*Challenge*.
Render every line of the listing below as a Markdown table with the columns Row and Listing Line, numbering the lines in order and omitting blank lines.

*Dataset records*.
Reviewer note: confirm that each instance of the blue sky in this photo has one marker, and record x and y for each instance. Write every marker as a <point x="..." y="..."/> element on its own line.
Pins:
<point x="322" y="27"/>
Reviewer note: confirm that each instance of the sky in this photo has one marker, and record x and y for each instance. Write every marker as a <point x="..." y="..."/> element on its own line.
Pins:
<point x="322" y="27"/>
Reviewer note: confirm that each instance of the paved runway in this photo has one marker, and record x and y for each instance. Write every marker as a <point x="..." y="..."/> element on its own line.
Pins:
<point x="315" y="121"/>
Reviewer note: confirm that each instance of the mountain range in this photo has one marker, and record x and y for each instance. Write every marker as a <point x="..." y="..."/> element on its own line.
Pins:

*Result for this exercise*.
| Row | Listing Line |
|---|---|
| 1 | Reviewer note: confirm that each instance of the blue sky in this photo has one marker, and record x and y for each instance. Write every marker as a <point x="..." y="..."/> element on its own line. |
| 2 | Pins: |
| 3 | <point x="322" y="27"/> |
| 4 | Reviewer note: confirm that each instance of the sky in this photo has one marker, and record x and y for each instance. Write every marker as a <point x="..." y="..."/> element on its own line. |
| 5 | Pins: |
| 6 | <point x="322" y="27"/> |
| 7 | Reviewer note: confirm that each instance of the paved runway in this photo has one marker, and record x and y for each instance. Write every marker as a <point x="..." y="..."/> element on its own line. |
| 8 | Pins: |
| 9 | <point x="315" y="121"/> |
| 10 | Reviewer note: confirm that each instance of the mountain range in this photo has one marker, and record x and y for each instance. Write every marker as a <point x="..." y="..."/> element on its own line. |
| 11 | Pins: |